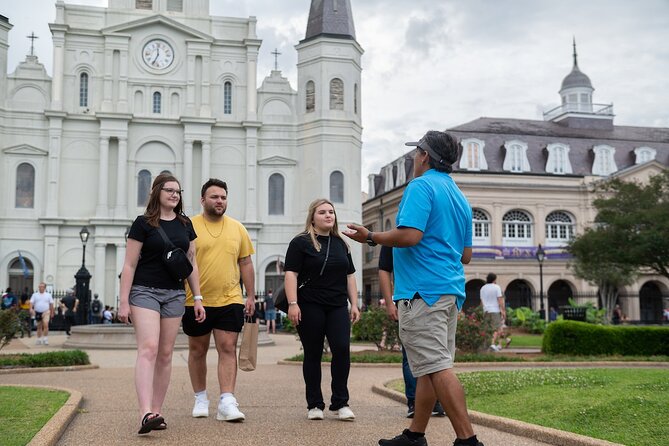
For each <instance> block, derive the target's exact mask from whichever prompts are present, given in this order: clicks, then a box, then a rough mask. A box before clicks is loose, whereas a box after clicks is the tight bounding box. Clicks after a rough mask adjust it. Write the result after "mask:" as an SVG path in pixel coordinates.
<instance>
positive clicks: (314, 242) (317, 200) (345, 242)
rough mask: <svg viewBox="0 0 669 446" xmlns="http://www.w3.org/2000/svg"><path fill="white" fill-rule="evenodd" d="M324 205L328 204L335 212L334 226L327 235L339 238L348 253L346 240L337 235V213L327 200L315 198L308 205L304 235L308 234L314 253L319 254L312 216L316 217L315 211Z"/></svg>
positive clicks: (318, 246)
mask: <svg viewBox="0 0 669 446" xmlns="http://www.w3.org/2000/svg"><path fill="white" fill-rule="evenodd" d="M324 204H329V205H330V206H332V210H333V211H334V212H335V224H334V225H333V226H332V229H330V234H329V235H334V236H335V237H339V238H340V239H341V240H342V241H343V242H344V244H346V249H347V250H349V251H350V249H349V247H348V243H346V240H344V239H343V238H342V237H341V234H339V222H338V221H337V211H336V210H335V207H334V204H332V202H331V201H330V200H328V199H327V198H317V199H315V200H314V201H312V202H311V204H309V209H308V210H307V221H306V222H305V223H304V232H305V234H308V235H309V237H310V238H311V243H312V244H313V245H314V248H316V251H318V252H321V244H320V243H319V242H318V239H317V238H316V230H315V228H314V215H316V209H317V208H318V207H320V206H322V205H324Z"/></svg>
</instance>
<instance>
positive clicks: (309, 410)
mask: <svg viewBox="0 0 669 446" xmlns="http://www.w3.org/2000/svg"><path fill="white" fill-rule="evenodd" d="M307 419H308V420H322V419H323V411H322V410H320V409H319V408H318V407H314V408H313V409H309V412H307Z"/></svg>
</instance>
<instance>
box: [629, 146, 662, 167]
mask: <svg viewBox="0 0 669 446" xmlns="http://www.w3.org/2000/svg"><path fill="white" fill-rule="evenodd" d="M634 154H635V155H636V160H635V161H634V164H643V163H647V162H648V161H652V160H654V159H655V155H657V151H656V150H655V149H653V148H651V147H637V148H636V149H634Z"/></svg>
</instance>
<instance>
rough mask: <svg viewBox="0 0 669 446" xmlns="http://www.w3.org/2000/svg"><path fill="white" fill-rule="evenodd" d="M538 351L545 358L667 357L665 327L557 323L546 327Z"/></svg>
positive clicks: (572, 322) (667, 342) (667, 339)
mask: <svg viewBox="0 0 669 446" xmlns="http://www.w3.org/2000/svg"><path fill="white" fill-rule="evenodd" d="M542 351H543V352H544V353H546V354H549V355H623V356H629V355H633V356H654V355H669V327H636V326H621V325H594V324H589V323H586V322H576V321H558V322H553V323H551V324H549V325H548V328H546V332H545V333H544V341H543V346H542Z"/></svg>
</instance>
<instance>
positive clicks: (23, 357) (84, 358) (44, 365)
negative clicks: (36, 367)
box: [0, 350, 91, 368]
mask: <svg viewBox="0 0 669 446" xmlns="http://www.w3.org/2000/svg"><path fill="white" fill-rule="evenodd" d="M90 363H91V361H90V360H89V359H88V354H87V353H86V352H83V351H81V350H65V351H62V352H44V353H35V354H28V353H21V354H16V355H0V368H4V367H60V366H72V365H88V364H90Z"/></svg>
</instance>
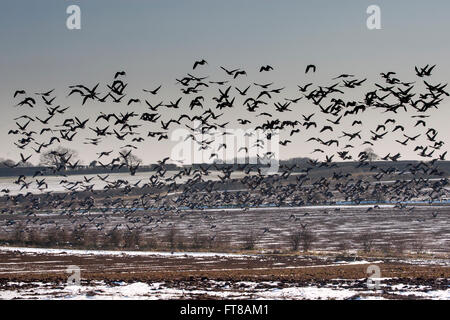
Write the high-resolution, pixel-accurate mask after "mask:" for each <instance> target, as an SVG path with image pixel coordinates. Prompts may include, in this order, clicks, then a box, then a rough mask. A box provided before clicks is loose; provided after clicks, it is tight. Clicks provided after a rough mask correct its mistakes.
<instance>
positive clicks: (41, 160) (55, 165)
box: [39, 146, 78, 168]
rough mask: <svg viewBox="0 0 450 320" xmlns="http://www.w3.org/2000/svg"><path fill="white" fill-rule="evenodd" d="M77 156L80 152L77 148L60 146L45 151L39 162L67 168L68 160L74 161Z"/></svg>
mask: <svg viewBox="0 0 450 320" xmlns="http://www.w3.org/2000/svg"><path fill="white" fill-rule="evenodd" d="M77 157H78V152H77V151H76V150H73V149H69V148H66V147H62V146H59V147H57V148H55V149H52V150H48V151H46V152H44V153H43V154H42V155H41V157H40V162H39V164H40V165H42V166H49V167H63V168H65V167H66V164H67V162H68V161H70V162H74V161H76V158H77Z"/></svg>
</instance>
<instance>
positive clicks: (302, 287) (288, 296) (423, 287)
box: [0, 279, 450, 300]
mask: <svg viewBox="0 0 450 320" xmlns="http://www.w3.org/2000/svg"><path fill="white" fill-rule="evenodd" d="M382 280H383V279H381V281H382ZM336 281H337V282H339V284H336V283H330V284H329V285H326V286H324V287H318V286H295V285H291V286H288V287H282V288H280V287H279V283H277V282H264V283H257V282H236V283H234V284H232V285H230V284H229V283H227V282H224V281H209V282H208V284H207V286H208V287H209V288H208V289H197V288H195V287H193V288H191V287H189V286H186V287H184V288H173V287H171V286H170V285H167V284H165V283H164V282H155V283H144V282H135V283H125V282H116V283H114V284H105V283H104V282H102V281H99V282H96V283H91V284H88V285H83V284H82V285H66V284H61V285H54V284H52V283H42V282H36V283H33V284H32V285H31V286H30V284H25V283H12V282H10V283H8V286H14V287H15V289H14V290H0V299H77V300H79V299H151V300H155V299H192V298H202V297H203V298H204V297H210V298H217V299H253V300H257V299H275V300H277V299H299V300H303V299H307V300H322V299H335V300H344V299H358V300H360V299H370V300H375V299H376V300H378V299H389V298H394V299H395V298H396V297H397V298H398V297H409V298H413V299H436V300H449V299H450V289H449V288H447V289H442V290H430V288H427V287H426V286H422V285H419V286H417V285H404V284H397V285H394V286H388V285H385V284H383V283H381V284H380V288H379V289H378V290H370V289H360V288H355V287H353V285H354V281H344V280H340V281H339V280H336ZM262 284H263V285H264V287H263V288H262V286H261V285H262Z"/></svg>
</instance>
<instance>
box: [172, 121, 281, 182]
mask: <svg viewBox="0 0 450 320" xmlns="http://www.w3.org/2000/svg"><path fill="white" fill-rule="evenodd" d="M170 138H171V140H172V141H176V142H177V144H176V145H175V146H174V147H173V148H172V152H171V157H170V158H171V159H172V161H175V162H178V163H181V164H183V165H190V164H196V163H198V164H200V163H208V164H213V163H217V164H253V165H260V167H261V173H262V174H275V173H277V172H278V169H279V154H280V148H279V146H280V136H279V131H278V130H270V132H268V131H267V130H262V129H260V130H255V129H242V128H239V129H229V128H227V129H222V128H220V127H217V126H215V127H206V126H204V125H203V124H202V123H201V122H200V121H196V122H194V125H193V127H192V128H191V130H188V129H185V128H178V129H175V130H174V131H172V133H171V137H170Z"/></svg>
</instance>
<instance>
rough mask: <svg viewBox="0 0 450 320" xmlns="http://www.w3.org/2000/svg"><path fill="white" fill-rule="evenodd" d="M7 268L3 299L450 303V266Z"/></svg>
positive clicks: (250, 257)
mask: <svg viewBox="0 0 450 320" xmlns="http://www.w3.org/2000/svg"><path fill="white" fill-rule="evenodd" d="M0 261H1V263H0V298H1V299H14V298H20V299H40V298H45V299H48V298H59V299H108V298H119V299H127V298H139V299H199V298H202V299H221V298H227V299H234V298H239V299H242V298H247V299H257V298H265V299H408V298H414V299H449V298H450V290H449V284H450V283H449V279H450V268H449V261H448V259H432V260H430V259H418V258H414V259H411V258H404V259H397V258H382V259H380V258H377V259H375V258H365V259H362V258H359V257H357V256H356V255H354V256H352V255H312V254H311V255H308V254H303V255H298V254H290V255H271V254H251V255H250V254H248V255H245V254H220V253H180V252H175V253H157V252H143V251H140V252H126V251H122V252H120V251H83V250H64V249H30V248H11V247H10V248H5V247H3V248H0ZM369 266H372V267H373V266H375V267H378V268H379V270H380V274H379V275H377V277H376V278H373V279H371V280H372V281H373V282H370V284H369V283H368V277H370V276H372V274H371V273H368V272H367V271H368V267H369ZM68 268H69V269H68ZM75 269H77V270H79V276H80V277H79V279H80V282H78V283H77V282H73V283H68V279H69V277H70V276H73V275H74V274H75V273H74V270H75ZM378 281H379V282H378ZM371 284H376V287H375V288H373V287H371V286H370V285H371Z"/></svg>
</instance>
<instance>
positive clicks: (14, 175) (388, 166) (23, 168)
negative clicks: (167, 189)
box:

──────────

_EXERCISE DIRECTIONS_
Would you set down, word for word, everything from the start of the material through the line containing "positive clicks: (314, 242)", leaving out the pictures?

_SOLUTION FOR THIS TASK_
For each <instance> block, derive the target's exact mask from whichever prompts are present, given in this order: clicks, then a box, then a rough mask. A box before clicks is loose, whereas a box after clicks is the tight bounding box. Clicks after a rough mask adjust it. Write the result after "mask:" as an SVG path in pixel coordinates.
<instance>
positive clicks: (314, 242) (317, 200) (345, 242)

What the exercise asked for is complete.